» YOUR OBJECTIVE:
Repeat the lines starting with the one that contains "In this exercise you will find the german" and ending with the one that contains "In this exercise you will find the person's", including both.

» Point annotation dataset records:
● ● ● ● ●
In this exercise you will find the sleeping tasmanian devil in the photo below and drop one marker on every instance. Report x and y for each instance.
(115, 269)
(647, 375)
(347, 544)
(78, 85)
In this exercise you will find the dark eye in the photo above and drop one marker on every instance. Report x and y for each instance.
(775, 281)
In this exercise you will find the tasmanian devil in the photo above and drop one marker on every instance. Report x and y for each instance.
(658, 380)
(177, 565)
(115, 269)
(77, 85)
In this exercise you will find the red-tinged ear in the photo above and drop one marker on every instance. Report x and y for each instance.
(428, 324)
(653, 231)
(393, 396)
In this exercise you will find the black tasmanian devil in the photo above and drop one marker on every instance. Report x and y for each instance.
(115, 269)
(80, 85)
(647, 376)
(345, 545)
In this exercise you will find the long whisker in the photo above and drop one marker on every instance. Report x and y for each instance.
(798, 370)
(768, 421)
● ● ● ● ●
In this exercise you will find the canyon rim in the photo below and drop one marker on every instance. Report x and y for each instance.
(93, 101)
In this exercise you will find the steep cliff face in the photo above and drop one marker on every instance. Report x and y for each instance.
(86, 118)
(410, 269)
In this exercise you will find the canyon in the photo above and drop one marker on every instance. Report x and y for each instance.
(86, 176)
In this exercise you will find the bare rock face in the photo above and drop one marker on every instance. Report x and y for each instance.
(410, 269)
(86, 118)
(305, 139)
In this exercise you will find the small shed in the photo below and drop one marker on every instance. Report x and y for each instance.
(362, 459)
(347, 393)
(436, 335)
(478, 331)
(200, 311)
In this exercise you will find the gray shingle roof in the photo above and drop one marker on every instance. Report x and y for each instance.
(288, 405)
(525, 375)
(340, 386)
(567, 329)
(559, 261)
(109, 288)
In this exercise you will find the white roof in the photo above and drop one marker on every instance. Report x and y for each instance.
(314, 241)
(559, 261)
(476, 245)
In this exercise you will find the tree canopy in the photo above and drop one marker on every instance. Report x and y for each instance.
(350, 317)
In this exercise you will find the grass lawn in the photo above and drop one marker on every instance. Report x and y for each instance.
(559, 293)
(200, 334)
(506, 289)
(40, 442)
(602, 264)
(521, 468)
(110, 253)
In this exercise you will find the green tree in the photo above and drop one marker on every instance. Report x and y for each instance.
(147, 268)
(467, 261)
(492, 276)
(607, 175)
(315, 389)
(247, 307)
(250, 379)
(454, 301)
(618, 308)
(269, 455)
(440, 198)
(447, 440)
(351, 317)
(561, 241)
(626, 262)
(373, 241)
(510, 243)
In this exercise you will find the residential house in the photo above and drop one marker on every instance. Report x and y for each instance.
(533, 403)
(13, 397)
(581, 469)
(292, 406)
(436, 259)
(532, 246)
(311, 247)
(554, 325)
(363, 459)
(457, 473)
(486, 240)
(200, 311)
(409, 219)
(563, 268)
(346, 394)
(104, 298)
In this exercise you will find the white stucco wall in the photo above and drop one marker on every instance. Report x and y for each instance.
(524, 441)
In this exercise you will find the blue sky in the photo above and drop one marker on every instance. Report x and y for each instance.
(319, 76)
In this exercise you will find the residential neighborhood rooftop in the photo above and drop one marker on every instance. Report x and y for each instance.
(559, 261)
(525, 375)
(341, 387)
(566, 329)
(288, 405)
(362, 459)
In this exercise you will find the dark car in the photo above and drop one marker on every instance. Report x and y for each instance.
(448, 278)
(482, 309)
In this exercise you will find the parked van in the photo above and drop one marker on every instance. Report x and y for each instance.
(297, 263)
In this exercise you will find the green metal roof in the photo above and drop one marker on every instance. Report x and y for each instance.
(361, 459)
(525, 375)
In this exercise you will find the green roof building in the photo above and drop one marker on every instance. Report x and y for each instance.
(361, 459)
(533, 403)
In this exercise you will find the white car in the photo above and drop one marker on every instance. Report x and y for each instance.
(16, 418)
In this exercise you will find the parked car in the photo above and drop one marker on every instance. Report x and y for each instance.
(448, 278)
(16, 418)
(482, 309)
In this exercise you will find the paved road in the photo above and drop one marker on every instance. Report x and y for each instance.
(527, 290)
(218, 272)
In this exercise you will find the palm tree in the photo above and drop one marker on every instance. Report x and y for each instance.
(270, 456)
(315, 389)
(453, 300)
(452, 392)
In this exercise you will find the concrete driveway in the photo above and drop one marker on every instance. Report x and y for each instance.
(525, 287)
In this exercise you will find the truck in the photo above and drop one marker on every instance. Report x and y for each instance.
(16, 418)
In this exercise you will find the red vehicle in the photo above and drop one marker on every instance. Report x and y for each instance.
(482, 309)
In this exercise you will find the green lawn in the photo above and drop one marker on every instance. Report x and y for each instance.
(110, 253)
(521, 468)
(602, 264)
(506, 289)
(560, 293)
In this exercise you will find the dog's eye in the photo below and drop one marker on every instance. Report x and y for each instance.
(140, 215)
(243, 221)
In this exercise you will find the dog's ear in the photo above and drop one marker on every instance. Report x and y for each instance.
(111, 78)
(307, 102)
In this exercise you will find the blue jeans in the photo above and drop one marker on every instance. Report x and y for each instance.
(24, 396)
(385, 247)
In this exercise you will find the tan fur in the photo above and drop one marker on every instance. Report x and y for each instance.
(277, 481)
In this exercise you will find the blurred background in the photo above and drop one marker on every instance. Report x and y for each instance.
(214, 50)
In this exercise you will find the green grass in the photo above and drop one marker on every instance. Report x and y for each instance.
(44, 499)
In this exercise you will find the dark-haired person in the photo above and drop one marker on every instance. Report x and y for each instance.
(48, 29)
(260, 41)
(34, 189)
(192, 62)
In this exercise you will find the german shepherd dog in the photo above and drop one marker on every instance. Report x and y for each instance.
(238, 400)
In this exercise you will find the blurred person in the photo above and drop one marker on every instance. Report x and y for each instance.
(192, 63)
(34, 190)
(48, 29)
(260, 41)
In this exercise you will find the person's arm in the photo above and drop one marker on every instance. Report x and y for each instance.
● ● ● ● ●
» WRITTEN SOLUTION:
In this exercise you will find the german shepherd dog in the photo above and drop one marker on every instance. Report x and y for each instance.
(238, 400)
In this exercise you will find the blurred person in the photo above and drop one marker on every instance. Report x and y for each instance.
(192, 63)
(34, 190)
(48, 29)
(260, 41)
In this exercise you will find the person's arm in the photo above and drop one marker on every instance. Report x and y for each instance.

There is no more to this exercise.